• [Teks Hasil Ekstraksi]:

Tahapan persidangan pidana, berbeda dengan proses persidangan Tata Usaha Negara dan Perdata. Persidangan pidana ini tentu saja mengikuti hukum acara yang terdapat dalam Kitab Undang-undang Hukum Acara Pidana (KUHAP).
Melalui artikel ini, saya mencoba mengupas apa saja tahapan persidangan pidana. Bagaimana proses, dan apa saja yang dilakukan. Untuk itu, simak artikel ini hingga selesai.
Daftar Isi
10 Tahapan Persidangan Pidana
Proses persidangan pidana tersebut antara lain:
- Sidang Dinyatakan Dibuka dan Terbuka untuk Umum
- Jaksa Penuntut Umum (JPU) Diperintahkan Membawa Terdakwa
- Pertanyaan: Identitas, Kondisi Kesehatan, dan Penasihat Hukum Terdakwa
- Pembacaan Surat Dakwaan
- Nota Keberatan (Eksepsi)
- Tanggapan JPU terhadap Eksepsi
- Putusan Sela
- Pembuktian
- Pemeriksaan Terdakwa
- Surat Tuntutan (Requisitoir)
- Nota Pembelaan (Pleidooi)
- Replik
- Duplik
- Putusan Akhir
Secara umum, terdapat 14 tahapan persidangan pidana yang akan dihadapi seorang terdakwa di dalam pengadilan. Namun, pada intinya, sepuluh proses persidangan yang harus dilalui. Untuk itu, mari kita bahas satu per satu tahapan-tahapan tersebut.
Sidang Dinyatakan Dibuka dan Terbuka untuk Umum
Tahapan persidangan pidana yang akan dihadapi terdakwa adalah mendengar ucapan ketua Majelis Hakim sidang dibuka dan terbuka untuk umum. Akan tetapi, tidak semua sidang terbuka untuk umum. Adakalanya sidang tertutup untuk umum.
Sidang tertutup untuk umum ini biasanya terkait dengan perkara anak yang berhadapan dengan hukum. Atau menyangkut tindak pidana asusila.
Jaksa Penuntut Umum (JPU) Diperintahkan Membawa Terdakwa
Tahapan selanjutnya adalah Majelis Hakim akan memerintahkan JPU untuk menghadapkan terdakwa ke depan persidangan dalam keadaan bebas.
Pertanyaan: Identitas, Kondisi Kesehatan, dan Penasihat Hukum Terdakwa
Setelah itu, Majelis Hakim akan memverifikasi identitas yang akan ditanyakan kepada terdakwa. pertanyaan-pertanyaan tersebut antara lain, apakah benar nama terdakwa adalah A. Selain itu, pekerjaan, pendidikan, agama, tempat tanggal lahir, dan lainnya. Apabila ternyata identitas sudah benar, terdakwa akan ditanyakan
“apakah sudah menerima salinan surat dakwaan atau belum”.

• [Cuplikan Catatan]:
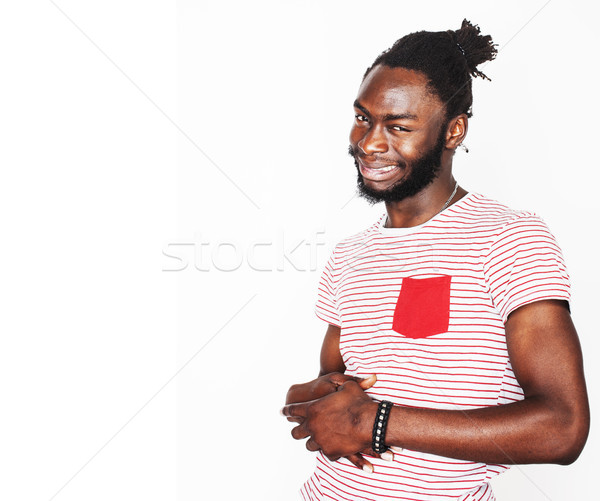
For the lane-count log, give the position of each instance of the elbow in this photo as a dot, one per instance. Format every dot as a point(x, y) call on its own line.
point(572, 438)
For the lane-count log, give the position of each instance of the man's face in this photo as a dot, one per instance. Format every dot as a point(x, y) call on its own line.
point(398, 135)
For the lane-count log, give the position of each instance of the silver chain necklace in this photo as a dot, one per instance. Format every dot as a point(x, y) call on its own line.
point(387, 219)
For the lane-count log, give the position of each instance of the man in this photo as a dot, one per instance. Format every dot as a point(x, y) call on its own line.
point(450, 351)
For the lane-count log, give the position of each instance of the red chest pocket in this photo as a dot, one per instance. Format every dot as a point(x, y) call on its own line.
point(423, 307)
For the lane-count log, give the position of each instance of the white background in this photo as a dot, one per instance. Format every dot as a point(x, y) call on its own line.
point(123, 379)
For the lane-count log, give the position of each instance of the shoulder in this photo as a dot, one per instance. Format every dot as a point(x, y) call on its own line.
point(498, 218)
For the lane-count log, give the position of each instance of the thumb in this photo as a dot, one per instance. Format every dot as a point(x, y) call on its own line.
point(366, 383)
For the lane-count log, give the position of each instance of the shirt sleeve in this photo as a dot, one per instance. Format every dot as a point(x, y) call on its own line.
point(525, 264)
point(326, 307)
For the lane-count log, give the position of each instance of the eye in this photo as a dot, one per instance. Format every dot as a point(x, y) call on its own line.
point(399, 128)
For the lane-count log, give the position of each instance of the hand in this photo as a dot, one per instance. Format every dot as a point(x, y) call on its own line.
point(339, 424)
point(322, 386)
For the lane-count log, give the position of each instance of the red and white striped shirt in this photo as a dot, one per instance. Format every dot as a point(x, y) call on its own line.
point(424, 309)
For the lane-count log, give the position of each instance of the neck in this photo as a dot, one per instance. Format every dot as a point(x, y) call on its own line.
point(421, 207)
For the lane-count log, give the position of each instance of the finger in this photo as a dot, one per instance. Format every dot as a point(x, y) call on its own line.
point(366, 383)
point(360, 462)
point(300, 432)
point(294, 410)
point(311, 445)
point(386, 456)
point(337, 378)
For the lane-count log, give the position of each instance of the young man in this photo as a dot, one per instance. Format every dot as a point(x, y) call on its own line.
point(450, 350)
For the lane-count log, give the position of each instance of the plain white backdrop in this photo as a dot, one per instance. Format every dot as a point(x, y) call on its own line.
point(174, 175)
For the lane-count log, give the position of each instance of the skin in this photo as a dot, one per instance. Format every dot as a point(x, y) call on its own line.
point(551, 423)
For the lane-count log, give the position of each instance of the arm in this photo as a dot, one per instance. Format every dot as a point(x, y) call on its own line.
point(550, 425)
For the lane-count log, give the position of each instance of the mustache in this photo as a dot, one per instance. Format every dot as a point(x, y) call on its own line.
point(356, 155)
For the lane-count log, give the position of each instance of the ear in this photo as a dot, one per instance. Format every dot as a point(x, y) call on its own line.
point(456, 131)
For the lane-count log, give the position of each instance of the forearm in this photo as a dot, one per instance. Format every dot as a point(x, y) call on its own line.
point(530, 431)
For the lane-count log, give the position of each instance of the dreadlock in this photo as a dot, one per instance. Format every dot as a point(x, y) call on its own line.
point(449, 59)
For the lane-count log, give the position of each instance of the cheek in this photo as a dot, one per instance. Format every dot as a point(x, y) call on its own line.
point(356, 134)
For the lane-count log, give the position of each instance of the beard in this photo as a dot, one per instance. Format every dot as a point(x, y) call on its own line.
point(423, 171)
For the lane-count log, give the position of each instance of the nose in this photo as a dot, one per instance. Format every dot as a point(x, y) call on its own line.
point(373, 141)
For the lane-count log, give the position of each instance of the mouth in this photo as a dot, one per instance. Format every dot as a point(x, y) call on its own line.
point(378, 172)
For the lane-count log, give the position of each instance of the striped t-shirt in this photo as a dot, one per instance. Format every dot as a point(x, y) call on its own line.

• [Soal Latihan 1]:
Jawablah pertanyaan berikut berdasarkan teks tentang tahapan persidangan pidana.
(a) Hukum acara persidangan pidana terdapat dalam kitab apa?
(b) Secara umum, berapa tahapan persidangan pidana yang akan dihadapi seorang terdakwa di pengadilan?
(c) Sidang tertutup untuk umum biasanya terkait dengan perkara apa?
• [Soal Latihan 2]:
Tulis ulang kata demi kata seluruh bagian teks tentang tahapan persidangan pidana, mulai dari "- Tanggapan JPU" sampai ke "tertutup untuk umum.".
• [Soal Latihan 3]:
Daftarkan semua istilah yang ditulis dalam tanda kurung pada daftar tahapan di teks tentang tahapan persidangan pidana.

• [Hasil Tugas 1]:
(a) Kitab Undang-undang Hukum Acara Pidana (KUHAP).
(b) 14 tahapan.
(c) Perkara anak yang berhadapan dengan hukum, atau perkara yang menyangkut tindak pidana asusila.

• [Hasil Tugas 2]:
- Tanggapan JPU terhadap Eksepsi
- Putusan Sela
- Pembuktian
- Pemeriksaan Terdakwa
- Surat Tuntutan (Requisitoir)
- Nota Pembelaan (Pleidooi)
- Replik
- Duplik
- Putusan Akhir
Secara umum, terdapat 14 tahapan persidangan pidana yang akan dihadapi seorang terdakwa di dalam pengadilan. Namun, pada intinya, sepuluh proses persidangan yang harus dilalui. Untuk itu, mari kita bahas satu per satu tahapan-tahapan tersebut.
Sidang Dinyatakan Dibuka dan Terbuka untuk Umum
Tahapan persidangan pidana yang akan dihadapi terdakwa adalah mendengar ucapan ketua Majelis Hakim sidang dibuka dan terbuka untuk umum. Akan tetapi, tidak semua sidang terbuka untuk umum. Adakalanya sidang tertutup untuk umum.

• [Hasil Tugas 3]:
JPU
Eksepsi
Requisitoir
Pleidooi